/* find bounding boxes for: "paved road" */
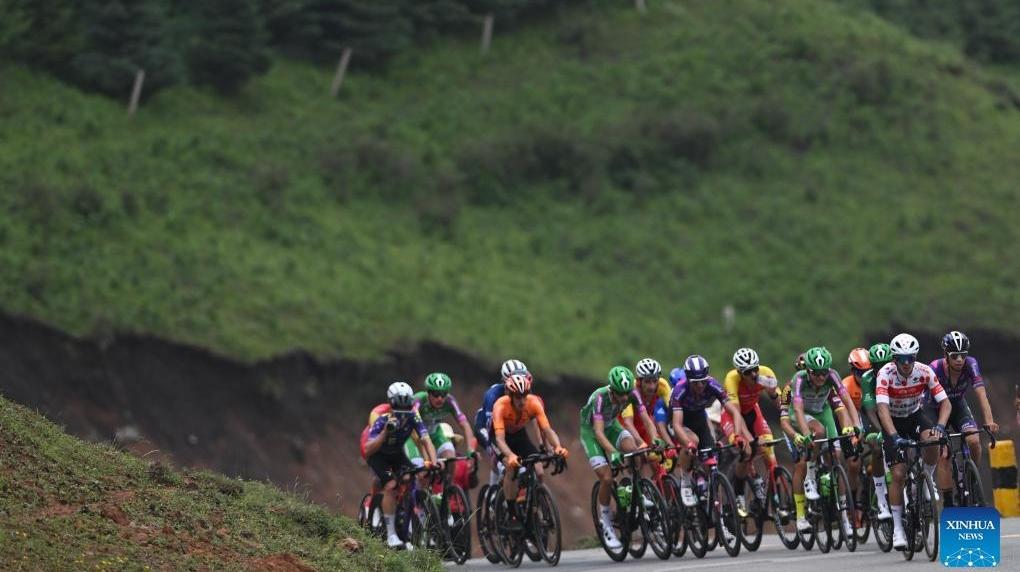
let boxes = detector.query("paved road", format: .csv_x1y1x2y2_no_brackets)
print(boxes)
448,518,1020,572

=====

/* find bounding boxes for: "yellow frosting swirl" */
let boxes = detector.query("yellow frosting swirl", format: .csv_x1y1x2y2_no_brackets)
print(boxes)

=====

#### WORK TO COMPLETE
Which lines in the listing above contain the string "query"? Gather each of them and copy every one in full.

#### TASK OUTPUT
let boxes = detector.query("paved road", format: .csv_x1y1x2y2_no_brackets)
let boxes = detector.query("yellow frosting swirl", format: .csv_x1y1x2y2_no_brackets)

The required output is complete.